COMMENTS / COLUMNISTS
Can Beijing promote building tech power despite crackdown?
Published: May 31, 2020 07:50 PM

Illustration: Luo Xuan/GT

China's leaders are blowing the horn by encouraging scientific and technological workers across the country to make new and greater efforts and contributions to build China into a global technology and innovation power. The call is resonating well with Chinese scientists and the younger generations studying in universities. 

It is anticipated that trillions will be spent by the state-run enterprises and institutions as well as private firms in the coming 10 years to make this juggernaut economy primarily driven by top-caliber technologies. 

The urge from Beijing sends a clear signal that, in key and core technology supplies, China cannot and must not rely on imports, because some leading items of technology, such as semiconductor chips, cannot be bought. 

The current Trump government's trade war against China and its relentless assault on 5G equipment maker Huawei Technologies and a host of other Chinese high-tech companies in AI, robotics and quantum computing, by blacklisting them and cutting off crucial component supplies, has taught this country a good lesson.

It's high time to scramble up China's own indigenous innovations.
====
* _WORK REQUEST 1_
Copy the passage of the column on China's technology push between "It is anticipated" and "own indigenous innovations.", inclusive.
* _WORK REQUEST 2_
Answer these questions from the column on China's technology push:
(a) Who is credited with the illustration?
(b) Over how many years are trillions expected to be spent?
(c) What item of technology does the column give as an example of something that cannot be bought?

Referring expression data
====
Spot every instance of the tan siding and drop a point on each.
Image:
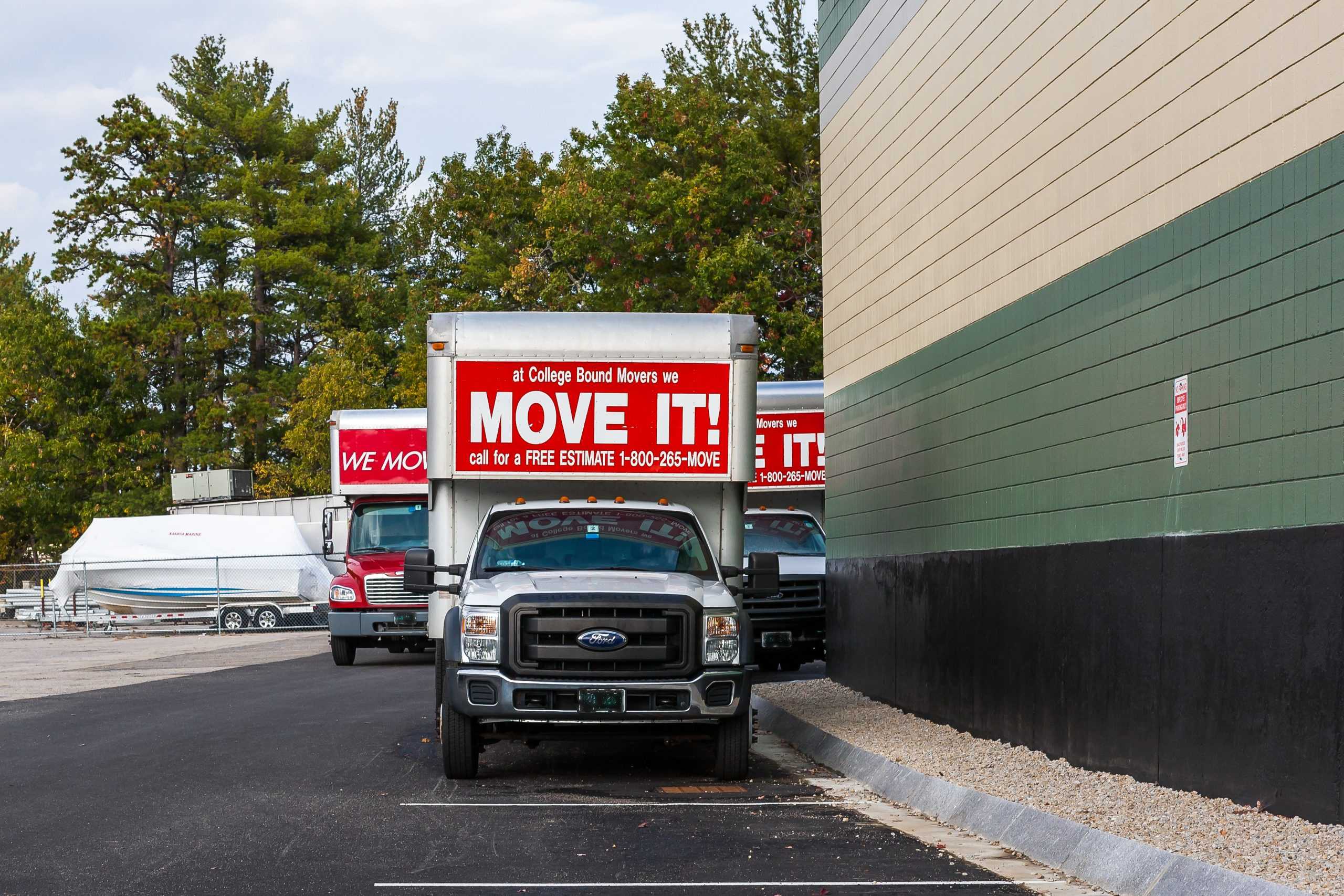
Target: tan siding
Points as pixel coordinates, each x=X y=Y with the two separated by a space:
x=994 y=150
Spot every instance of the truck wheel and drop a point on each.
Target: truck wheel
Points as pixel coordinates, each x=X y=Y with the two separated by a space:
x=268 y=618
x=233 y=620
x=461 y=754
x=731 y=745
x=343 y=652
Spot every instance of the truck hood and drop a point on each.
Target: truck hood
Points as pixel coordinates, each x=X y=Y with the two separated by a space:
x=492 y=593
x=362 y=565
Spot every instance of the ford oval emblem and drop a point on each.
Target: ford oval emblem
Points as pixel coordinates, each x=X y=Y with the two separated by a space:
x=603 y=640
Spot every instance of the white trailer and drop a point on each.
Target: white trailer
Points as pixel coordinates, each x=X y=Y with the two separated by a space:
x=307 y=511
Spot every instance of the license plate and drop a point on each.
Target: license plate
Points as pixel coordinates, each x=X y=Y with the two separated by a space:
x=601 y=700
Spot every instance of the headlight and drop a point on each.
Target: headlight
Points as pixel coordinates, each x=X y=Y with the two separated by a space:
x=721 y=638
x=480 y=636
x=481 y=649
x=721 y=626
x=481 y=623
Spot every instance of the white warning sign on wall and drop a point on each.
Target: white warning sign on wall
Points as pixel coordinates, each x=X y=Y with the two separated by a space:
x=1180 y=424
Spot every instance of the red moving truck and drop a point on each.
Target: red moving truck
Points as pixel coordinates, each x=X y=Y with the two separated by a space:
x=378 y=467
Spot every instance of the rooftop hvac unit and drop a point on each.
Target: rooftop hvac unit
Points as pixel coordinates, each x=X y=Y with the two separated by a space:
x=212 y=486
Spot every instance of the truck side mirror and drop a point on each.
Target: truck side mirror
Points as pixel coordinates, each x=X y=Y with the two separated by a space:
x=418 y=577
x=328 y=532
x=764 y=574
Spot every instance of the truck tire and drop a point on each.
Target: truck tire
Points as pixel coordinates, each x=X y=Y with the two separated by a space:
x=731 y=747
x=460 y=743
x=268 y=618
x=343 y=652
x=233 y=620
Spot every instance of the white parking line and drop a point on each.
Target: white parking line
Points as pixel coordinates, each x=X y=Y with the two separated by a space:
x=734 y=884
x=646 y=805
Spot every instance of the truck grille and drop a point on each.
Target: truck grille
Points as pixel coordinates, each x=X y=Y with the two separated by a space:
x=800 y=594
x=387 y=589
x=545 y=641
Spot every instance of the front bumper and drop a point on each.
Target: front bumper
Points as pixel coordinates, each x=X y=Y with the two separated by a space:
x=808 y=629
x=511 y=696
x=378 y=624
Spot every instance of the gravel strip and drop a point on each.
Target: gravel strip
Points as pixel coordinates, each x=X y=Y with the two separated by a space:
x=1285 y=851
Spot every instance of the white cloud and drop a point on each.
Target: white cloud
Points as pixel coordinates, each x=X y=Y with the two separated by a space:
x=508 y=42
x=17 y=201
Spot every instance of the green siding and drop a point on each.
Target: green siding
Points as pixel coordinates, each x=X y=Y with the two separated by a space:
x=834 y=20
x=1050 y=419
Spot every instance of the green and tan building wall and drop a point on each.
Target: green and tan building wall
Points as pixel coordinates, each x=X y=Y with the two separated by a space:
x=1038 y=215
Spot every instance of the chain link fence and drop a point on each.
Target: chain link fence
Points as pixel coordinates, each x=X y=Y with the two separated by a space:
x=226 y=594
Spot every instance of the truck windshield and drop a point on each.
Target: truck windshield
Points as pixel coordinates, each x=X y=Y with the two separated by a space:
x=380 y=529
x=792 y=534
x=591 y=539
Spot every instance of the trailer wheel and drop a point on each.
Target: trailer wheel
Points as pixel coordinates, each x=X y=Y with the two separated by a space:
x=343 y=650
x=233 y=620
x=268 y=618
x=731 y=746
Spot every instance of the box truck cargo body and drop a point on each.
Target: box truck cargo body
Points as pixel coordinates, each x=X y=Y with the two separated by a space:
x=588 y=476
x=378 y=472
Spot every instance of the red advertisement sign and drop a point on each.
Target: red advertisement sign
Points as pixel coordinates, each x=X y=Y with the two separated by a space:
x=381 y=457
x=582 y=418
x=791 y=450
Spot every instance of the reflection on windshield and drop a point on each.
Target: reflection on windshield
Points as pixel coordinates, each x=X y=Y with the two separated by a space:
x=581 y=541
x=783 y=534
x=389 y=527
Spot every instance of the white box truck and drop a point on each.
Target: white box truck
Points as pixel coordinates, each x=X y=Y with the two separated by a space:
x=588 y=473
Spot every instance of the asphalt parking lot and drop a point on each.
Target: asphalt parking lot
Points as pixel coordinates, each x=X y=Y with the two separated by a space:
x=298 y=777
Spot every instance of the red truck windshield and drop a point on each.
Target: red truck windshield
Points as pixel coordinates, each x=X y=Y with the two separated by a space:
x=380 y=529
x=788 y=534
x=592 y=539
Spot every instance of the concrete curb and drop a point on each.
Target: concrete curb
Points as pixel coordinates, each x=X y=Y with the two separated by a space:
x=1102 y=860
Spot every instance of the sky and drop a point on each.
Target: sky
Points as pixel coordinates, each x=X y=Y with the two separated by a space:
x=457 y=68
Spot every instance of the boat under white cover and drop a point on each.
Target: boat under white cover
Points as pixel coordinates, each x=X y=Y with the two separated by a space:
x=172 y=563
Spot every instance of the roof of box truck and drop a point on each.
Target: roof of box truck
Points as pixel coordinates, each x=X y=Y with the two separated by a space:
x=800 y=395
x=584 y=335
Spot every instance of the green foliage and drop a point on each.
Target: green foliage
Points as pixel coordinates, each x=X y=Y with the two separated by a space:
x=252 y=269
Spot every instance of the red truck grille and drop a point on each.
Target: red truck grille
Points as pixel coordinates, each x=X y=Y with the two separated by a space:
x=387 y=589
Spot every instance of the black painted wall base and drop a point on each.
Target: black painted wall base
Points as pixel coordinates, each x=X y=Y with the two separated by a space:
x=1210 y=662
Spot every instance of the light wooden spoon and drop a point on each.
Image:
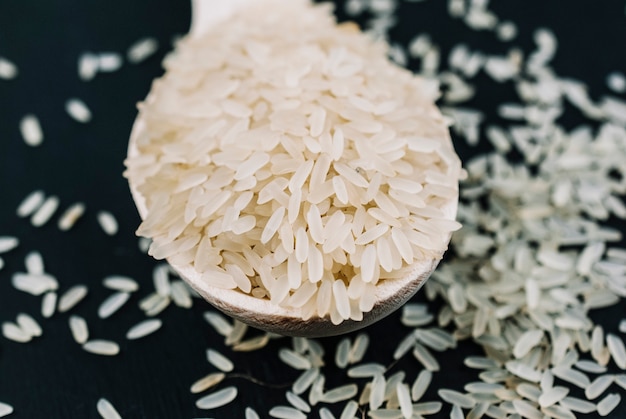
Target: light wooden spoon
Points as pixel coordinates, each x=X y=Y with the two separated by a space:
x=391 y=294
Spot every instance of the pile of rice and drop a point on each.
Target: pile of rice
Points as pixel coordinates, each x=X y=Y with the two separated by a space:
x=286 y=157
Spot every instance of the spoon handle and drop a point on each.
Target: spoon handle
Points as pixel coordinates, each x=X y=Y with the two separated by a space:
x=205 y=13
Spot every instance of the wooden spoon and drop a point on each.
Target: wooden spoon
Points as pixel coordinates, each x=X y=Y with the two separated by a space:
x=391 y=294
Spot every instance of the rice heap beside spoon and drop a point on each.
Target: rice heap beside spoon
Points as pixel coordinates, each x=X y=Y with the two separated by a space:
x=285 y=156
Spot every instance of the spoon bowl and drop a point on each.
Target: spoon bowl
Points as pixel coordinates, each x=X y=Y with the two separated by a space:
x=390 y=294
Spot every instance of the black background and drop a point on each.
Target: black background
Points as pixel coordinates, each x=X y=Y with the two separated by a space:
x=52 y=377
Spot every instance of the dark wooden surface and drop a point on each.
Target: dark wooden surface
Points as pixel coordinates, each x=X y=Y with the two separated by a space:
x=52 y=377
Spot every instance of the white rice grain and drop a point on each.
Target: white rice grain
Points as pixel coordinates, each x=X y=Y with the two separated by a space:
x=34 y=263
x=106 y=410
x=217 y=399
x=29 y=325
x=143 y=329
x=298 y=402
x=8 y=70
x=112 y=304
x=251 y=413
x=87 y=66
x=120 y=283
x=45 y=211
x=8 y=243
x=79 y=329
x=101 y=347
x=617 y=350
x=15 y=333
x=109 y=62
x=349 y=410
x=305 y=380
x=72 y=297
x=34 y=284
x=71 y=215
x=31 y=131
x=608 y=404
x=77 y=110
x=141 y=50
x=598 y=386
x=107 y=222
x=578 y=405
x=340 y=393
x=286 y=412
x=457 y=398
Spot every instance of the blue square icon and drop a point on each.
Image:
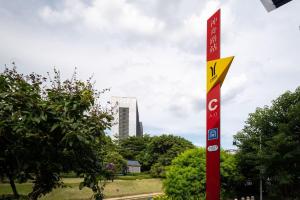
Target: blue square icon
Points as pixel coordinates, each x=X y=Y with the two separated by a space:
x=213 y=134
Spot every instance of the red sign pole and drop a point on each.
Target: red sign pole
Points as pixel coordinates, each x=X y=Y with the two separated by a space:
x=213 y=131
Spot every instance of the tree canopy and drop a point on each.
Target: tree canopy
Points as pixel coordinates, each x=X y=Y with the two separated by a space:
x=277 y=129
x=47 y=130
x=186 y=177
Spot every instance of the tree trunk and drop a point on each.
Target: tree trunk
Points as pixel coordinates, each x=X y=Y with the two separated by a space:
x=13 y=186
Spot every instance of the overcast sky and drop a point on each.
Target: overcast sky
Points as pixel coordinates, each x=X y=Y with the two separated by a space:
x=154 y=50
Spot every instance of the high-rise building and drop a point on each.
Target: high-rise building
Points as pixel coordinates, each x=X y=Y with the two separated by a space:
x=126 y=117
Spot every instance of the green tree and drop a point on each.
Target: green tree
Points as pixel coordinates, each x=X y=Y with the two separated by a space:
x=116 y=161
x=51 y=130
x=133 y=148
x=162 y=150
x=277 y=130
x=186 y=177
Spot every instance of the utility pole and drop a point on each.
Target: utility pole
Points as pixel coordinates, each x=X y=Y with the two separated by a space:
x=260 y=172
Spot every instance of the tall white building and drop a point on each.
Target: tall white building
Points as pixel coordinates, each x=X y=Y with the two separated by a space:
x=126 y=117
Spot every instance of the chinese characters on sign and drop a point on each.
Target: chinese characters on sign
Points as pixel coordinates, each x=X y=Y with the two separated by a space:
x=216 y=72
x=213 y=37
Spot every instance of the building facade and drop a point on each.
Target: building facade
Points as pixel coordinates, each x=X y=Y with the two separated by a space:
x=126 y=117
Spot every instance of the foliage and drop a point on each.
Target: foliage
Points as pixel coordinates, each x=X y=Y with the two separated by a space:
x=186 y=177
x=277 y=160
x=114 y=159
x=132 y=148
x=162 y=150
x=46 y=131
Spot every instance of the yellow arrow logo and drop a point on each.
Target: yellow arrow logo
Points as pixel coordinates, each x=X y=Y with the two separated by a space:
x=216 y=71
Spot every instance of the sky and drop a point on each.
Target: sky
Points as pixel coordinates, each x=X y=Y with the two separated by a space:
x=154 y=50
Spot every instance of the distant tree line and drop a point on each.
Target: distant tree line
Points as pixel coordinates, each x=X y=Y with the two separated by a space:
x=49 y=127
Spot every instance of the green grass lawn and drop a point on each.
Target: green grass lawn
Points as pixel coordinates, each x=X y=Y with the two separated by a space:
x=112 y=189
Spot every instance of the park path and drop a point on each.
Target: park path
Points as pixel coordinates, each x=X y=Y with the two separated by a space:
x=135 y=197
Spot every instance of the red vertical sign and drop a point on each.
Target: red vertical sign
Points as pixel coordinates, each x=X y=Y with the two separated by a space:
x=213 y=132
x=213 y=36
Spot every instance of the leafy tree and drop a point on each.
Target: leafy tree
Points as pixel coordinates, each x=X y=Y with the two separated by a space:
x=277 y=130
x=186 y=177
x=46 y=131
x=133 y=148
x=118 y=163
x=162 y=150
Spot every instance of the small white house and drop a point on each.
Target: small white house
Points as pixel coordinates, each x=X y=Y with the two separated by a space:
x=133 y=166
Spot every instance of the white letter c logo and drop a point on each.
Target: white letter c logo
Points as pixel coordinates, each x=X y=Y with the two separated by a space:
x=210 y=106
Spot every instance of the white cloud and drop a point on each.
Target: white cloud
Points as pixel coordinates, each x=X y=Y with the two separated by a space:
x=104 y=15
x=155 y=51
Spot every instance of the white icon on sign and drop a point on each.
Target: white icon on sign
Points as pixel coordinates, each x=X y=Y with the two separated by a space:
x=212 y=107
x=213 y=148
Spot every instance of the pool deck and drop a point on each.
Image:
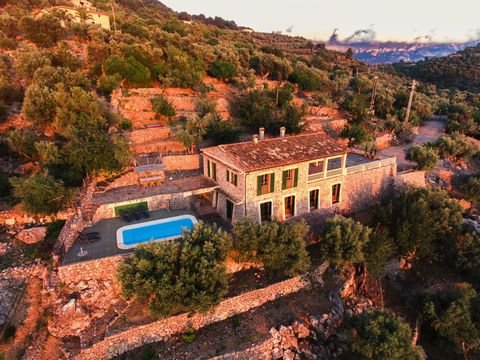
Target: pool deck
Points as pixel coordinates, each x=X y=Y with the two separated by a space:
x=107 y=245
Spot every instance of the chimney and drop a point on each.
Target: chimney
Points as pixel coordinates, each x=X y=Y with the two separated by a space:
x=261 y=133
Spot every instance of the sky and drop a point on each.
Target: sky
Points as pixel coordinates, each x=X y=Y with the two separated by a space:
x=399 y=20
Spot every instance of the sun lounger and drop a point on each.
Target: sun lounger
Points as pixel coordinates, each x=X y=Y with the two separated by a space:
x=127 y=217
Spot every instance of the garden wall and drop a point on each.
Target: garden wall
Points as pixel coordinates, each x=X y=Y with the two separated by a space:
x=161 y=330
x=156 y=202
x=181 y=162
x=415 y=178
x=106 y=269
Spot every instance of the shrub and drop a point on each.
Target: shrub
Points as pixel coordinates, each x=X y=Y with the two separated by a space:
x=5 y=187
x=222 y=132
x=355 y=134
x=425 y=156
x=128 y=68
x=449 y=315
x=189 y=336
x=41 y=194
x=187 y=275
x=279 y=246
x=223 y=70
x=467 y=247
x=163 y=107
x=108 y=83
x=422 y=221
x=456 y=147
x=306 y=78
x=379 y=335
x=469 y=186
x=344 y=240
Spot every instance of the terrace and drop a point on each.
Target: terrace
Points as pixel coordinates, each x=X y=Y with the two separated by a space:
x=107 y=245
x=355 y=163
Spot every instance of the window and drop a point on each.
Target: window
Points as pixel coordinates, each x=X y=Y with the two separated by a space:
x=232 y=178
x=229 y=207
x=265 y=184
x=289 y=206
x=316 y=167
x=335 y=194
x=289 y=179
x=314 y=199
x=266 y=211
x=334 y=164
x=211 y=170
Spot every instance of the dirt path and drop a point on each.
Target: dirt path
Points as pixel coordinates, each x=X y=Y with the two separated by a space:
x=429 y=131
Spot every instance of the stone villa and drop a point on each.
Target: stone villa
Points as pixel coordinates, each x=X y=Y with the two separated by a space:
x=288 y=176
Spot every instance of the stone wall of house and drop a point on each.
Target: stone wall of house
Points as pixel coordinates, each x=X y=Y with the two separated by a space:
x=357 y=190
x=363 y=188
x=415 y=178
x=162 y=330
x=384 y=141
x=181 y=162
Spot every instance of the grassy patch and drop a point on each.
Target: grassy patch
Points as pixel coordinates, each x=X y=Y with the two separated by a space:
x=131 y=208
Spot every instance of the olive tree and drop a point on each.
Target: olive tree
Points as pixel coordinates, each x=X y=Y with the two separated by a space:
x=184 y=275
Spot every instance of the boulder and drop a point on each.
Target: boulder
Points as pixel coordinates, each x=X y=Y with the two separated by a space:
x=33 y=235
x=300 y=330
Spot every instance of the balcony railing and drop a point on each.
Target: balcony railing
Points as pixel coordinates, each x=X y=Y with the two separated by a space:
x=352 y=169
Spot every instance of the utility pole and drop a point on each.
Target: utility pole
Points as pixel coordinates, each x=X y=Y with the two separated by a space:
x=114 y=19
x=374 y=95
x=410 y=99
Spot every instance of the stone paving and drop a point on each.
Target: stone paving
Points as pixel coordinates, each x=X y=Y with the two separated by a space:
x=107 y=245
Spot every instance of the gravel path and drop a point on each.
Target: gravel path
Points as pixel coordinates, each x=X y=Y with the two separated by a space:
x=429 y=131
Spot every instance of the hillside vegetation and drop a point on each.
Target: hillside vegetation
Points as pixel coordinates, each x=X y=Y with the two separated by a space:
x=460 y=70
x=57 y=75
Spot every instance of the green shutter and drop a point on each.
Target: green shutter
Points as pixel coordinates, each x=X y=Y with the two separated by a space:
x=259 y=185
x=284 y=179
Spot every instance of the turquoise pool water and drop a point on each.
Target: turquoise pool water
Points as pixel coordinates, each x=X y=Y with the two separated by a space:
x=165 y=229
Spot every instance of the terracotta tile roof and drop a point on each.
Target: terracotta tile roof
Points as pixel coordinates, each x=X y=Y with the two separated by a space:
x=248 y=156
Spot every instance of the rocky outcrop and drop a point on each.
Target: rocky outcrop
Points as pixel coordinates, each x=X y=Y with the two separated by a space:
x=33 y=235
x=162 y=330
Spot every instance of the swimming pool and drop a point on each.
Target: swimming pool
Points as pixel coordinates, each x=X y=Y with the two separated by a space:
x=130 y=236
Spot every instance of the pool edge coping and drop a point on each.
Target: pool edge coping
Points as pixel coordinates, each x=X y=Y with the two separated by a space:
x=119 y=232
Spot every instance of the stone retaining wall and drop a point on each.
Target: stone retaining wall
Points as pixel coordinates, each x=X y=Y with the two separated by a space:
x=415 y=178
x=106 y=269
x=181 y=162
x=163 y=329
x=100 y=269
x=176 y=201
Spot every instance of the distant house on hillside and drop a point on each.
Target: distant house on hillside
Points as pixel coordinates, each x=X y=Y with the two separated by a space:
x=91 y=15
x=267 y=179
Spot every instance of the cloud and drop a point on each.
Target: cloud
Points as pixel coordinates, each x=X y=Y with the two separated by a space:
x=362 y=35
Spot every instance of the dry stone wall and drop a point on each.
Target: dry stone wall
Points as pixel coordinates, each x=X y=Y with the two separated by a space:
x=162 y=330
x=357 y=190
x=415 y=178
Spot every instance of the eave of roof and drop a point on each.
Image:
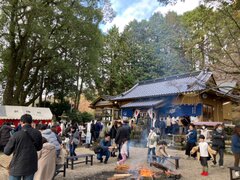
====
* _WRITTEN REPLY 1_
It is anticipated that trillions will be spent by the state-run enterprises and institutions as well as private firms in the coming 10 years to make this juggernaut economy primarily driven by top-caliber technologies. 

The urge from Beijing sends a clear signal that, in key and core technology supplies, China cannot and must not rely on imports, because some leading items of technology, such as semiconductor chips, cannot be bought. 

The current Trump government's trade war against China and its relentless assault on 5G equipment maker Huawei Technologies and a host of other Chinese high-tech companies in AI, robotics and quantum computing, by blacklisting them and cutting off crucial component supplies, has taught this country a good lesson.

It's high time to scramble up China's own indigenous innovations.

* _WRITTEN REPLY 2_
(a) Luo Xuan/GT
(b) 10 years
(c) Semiconductor chips